(Data items)
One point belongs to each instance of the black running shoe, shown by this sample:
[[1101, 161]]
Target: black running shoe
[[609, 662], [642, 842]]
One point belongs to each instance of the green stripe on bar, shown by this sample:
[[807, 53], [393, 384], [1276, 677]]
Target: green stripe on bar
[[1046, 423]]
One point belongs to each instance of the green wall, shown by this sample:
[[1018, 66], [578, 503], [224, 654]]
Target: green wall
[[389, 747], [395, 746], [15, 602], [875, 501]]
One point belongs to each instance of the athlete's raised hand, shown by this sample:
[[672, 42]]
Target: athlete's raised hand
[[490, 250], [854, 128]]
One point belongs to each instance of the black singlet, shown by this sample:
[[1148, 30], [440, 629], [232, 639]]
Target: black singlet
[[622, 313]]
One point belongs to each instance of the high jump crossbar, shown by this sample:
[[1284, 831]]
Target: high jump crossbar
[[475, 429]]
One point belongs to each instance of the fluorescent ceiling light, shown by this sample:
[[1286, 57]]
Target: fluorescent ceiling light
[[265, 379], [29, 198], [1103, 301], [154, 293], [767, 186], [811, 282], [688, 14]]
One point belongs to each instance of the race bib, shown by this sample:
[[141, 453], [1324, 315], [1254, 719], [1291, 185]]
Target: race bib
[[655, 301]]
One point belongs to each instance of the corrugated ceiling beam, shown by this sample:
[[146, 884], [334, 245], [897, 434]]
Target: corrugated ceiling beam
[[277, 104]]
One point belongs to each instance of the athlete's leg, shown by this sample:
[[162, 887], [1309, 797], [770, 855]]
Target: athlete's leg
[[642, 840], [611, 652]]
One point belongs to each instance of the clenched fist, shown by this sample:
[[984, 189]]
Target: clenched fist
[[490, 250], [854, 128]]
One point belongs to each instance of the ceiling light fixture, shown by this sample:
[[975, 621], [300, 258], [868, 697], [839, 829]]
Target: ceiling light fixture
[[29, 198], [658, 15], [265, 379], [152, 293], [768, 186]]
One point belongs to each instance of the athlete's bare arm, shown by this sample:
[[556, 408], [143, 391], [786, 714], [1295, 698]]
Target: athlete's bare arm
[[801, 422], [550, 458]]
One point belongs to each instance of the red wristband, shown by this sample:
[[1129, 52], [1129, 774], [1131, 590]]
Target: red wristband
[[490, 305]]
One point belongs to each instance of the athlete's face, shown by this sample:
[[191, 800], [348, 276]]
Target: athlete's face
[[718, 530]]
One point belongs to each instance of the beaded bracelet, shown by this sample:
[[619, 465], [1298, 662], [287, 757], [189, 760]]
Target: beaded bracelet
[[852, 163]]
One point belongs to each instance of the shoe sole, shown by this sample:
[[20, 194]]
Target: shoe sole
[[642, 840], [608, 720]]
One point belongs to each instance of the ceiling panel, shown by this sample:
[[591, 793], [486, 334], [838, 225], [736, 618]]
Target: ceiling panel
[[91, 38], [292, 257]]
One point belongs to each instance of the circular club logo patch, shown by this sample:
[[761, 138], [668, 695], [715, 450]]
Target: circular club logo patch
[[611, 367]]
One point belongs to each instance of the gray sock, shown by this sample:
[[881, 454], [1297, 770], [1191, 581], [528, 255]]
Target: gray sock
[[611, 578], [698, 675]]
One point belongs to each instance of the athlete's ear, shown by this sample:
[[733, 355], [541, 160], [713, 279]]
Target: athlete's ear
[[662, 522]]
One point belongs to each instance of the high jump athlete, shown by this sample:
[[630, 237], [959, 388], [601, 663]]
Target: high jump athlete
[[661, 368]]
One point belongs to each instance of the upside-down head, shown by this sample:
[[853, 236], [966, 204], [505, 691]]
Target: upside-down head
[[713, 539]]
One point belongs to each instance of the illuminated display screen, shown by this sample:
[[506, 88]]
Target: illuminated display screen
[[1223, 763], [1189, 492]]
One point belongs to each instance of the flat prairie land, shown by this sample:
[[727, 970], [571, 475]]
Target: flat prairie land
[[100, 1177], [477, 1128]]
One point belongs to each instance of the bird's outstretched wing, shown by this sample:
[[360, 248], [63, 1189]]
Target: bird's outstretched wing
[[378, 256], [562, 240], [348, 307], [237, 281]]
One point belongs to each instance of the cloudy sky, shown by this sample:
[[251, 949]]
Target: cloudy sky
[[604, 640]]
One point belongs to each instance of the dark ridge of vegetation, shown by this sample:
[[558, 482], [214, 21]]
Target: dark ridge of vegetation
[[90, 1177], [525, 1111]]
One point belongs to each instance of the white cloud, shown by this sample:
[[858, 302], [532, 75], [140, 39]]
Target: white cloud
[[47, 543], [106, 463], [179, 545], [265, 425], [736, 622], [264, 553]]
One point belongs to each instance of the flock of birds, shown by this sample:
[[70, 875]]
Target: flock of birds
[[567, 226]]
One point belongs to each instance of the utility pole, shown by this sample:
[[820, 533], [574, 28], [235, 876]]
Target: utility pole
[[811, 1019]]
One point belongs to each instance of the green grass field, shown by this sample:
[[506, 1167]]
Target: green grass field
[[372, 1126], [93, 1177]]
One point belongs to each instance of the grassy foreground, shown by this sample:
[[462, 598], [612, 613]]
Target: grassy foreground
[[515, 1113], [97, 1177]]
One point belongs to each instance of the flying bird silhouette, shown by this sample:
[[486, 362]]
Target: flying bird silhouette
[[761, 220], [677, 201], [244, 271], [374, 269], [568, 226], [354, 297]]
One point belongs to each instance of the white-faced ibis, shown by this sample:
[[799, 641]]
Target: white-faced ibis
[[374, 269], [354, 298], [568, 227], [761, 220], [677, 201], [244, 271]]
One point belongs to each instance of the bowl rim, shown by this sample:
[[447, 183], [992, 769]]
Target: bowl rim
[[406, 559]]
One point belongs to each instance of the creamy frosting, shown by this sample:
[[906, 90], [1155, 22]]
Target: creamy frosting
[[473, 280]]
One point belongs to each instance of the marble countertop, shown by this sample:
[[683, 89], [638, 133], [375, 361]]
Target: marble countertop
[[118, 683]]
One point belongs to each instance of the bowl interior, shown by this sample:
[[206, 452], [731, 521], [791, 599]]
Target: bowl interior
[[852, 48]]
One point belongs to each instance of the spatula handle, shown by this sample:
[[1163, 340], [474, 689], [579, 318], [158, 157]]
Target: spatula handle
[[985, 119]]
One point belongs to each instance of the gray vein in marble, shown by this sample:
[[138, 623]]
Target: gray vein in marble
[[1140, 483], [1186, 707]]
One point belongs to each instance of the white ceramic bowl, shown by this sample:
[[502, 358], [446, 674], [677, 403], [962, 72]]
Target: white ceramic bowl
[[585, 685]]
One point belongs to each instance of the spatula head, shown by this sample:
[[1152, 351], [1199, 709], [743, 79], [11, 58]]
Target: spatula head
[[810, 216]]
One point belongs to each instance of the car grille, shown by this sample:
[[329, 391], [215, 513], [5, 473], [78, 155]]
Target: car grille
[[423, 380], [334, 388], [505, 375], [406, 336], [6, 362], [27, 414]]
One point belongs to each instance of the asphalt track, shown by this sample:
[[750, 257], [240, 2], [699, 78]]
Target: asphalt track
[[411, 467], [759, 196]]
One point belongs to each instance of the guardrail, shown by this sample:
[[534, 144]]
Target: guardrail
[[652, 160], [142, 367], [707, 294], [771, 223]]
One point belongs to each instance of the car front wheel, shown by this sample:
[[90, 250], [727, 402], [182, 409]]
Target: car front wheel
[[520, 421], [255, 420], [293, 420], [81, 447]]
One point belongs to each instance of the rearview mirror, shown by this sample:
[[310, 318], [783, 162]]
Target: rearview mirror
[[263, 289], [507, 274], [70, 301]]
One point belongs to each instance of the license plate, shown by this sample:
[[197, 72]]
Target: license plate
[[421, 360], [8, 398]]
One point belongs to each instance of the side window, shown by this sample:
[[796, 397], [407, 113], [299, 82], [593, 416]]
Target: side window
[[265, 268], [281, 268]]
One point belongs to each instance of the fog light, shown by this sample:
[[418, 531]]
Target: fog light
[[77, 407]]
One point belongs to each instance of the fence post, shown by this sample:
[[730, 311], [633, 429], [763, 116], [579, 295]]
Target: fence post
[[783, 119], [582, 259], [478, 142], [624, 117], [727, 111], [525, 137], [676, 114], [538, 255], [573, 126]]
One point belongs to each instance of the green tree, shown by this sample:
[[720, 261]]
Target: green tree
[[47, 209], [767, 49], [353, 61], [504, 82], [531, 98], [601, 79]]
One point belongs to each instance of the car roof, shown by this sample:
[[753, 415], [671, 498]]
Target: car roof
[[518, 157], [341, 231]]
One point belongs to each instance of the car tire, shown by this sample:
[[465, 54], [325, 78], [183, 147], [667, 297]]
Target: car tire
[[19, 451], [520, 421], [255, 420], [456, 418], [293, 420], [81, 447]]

* TASK DESCRIPTION *
Please quote exactly the lines from the one containing "[[310, 318], [783, 162]]" through the last line of the records above, both included, and nothing else.

* EXPECTED ANSWER *
[[310, 318], [783, 162]]
Target: rearview mirror
[[263, 289], [507, 274], [70, 301]]
One point belongs to each instance of the license plate, shown by this sample:
[[197, 72]]
Target: license plate
[[421, 360], [8, 398]]
One point belongs to each instance of the side window, shown by this sample:
[[796, 397], [407, 113], [299, 82], [593, 416]]
Target: side window
[[265, 268], [281, 268]]
One point belongs to each instance of the fog light, shown by this sample:
[[418, 531]]
Target: fog light
[[77, 407]]
One point belongs to each instance of the fence post, shown by this sample:
[[730, 311], [633, 429], [763, 116], [579, 295]]
Target: fence post
[[783, 119], [582, 259], [478, 142], [624, 117], [727, 111], [525, 137], [676, 114], [538, 255], [573, 126]]
One point belongs to each instance of the green tree, shown by this sample:
[[720, 261]]
Target: green tree
[[47, 209], [767, 49], [353, 61], [504, 82], [531, 98], [601, 79]]
One point belongs to each instance of the car roof, shown by this sample:
[[753, 415], [671, 498]]
Target: car roof
[[518, 157], [341, 231]]
One point belongs to each instance of the car tire, shown by this sample:
[[465, 54], [325, 78], [183, 147], [667, 297]]
Target: car tire
[[19, 451], [520, 421], [255, 420], [456, 418], [293, 420], [81, 447]]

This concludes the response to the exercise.